Task statement:
Report each line in the records below that contains the word "lush", copying every such line in full.

-*-*-

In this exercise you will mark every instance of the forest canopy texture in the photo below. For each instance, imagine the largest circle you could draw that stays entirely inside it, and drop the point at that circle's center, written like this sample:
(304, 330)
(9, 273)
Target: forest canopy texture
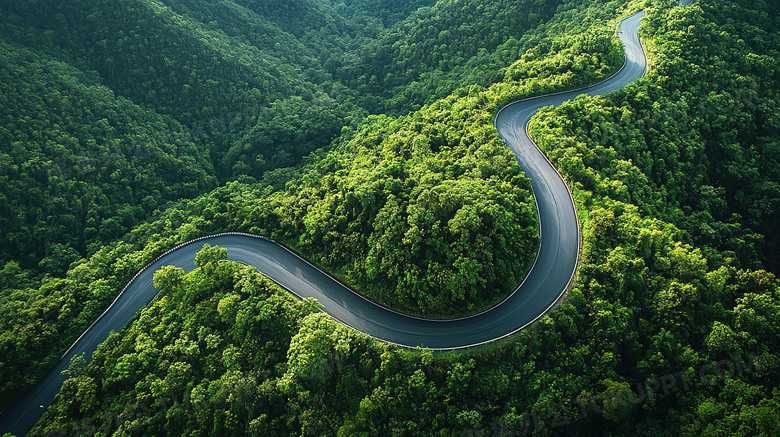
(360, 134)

-*-*-

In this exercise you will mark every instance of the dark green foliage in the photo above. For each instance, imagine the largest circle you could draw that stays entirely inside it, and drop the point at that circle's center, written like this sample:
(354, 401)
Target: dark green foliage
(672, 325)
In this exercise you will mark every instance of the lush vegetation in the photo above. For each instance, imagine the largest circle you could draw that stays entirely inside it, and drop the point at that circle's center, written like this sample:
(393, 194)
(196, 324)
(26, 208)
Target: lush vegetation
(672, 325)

-*-*-

Finished task:
In this exercise you will mark every instance of the lush vegetation in the photo above. For each instance, imagine the largest circle you could draw that stays entirely inside it, and drop the point at that circle's center, written like this sample:
Target: lush vegetation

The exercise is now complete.